▶ **Teks sumber**
————

Jumat, 29 Mei 2009

Gladi Resik Kematian

Desember 22, 2006 pada 10:58 am (lembar jumat)

Barangsiapa yang keluar dari rumahnya untuk menunaikan haji atau umrah, lalu mati (di perjalanan), maka baginya pahala haji dan umrah hingga hari kiamat. (Al-Hadits)

Seperti tradisi tahun-tahun sebelumnya, kita patut bersyukur menyaksikan semangat kaum Muslim dari seluruh penjuru dunia yang akan berziarah ke Tanah Suci yang tidak menunjukkan tanda-tanda kejenuhan. Setiap tahun tidak kurang dari dua setengah juta manusia bertafakkur di padang pasir Arafah, di bawah cakar dan sengat matahari. Kemudian mereka bergerak, dan bola api itu pun tenggelam. Manusia sebanyak itu merayap, di atas roda karet, alas kaki, seperti hamparan karpet dari kaki langit ke kaki langit yang lain, beringsut-ingsut perlahan. Manusia bagai arus benang halus di lautan karpet yang menggelombang laksana senja kala itu, demikian Taufiq Ismail dalam pengantarnya untuk buku Orang Jawa Naik Haji, gubahan Haji Danarto.

————

▶ **Cuplikan baris**
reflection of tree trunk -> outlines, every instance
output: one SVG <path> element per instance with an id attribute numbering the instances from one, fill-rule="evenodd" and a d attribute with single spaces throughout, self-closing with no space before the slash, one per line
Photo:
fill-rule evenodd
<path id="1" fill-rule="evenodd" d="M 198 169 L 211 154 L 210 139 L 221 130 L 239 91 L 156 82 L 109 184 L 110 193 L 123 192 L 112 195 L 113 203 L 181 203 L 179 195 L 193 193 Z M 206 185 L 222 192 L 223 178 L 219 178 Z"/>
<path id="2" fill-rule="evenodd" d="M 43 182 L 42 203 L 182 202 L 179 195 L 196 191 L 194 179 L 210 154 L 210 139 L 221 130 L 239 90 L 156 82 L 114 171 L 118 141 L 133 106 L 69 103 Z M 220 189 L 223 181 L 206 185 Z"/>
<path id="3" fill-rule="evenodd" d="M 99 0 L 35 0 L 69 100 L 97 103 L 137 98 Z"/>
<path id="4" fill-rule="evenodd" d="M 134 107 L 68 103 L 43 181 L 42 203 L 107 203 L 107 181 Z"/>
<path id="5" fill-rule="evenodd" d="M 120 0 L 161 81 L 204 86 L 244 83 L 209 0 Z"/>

————

▶ **Soal**
Salin persis bagian teks tentang ibadah haji dari "Barangsiapa yang keluar" sampai "gubahan Haji Danarto.". Baris-baris di atas diambil dari sumber yang berbeda dengan teks.

▶ **Jawaban benar**
Barangsiapa yang keluar dari rumahnya untuk menunaikan haji atau umrah, lalu mati (di perjalanan), maka baginya pahala haji dan umrah hingga hari kiamat. (Al-Hadits)

Seperti tradisi tahun-tahun sebelumnya, kita patut bersyukur menyaksikan semangat kaum Muslim dari seluruh penjuru dunia yang akan berziarah ke Tanah Suci yang tidak menunjukkan tanda-tanda kejenuhan. Setiap tahun tidak kurang dari dua setengah juta manusia bertafakkur di padang pasir Arafah, di bawah cakar dan sengat matahari. Kemudian mereka bergerak, dan bola api itu pun tenggelam. Manusia sebanyak itu merayap, di atas roda karet, alas kaki, seperti hamparan karpet dari kaki langit ke kaki langit yang lain, beringsut-ingsut perlahan. Manusia bagai arus benang halus di lautan karpet yang menggelombang laksana senja kala itu, demikian Taufiq Ismail dalam pengantarnya untuk buku Orang Jawa Naik Haji, gubahan Haji Danarto.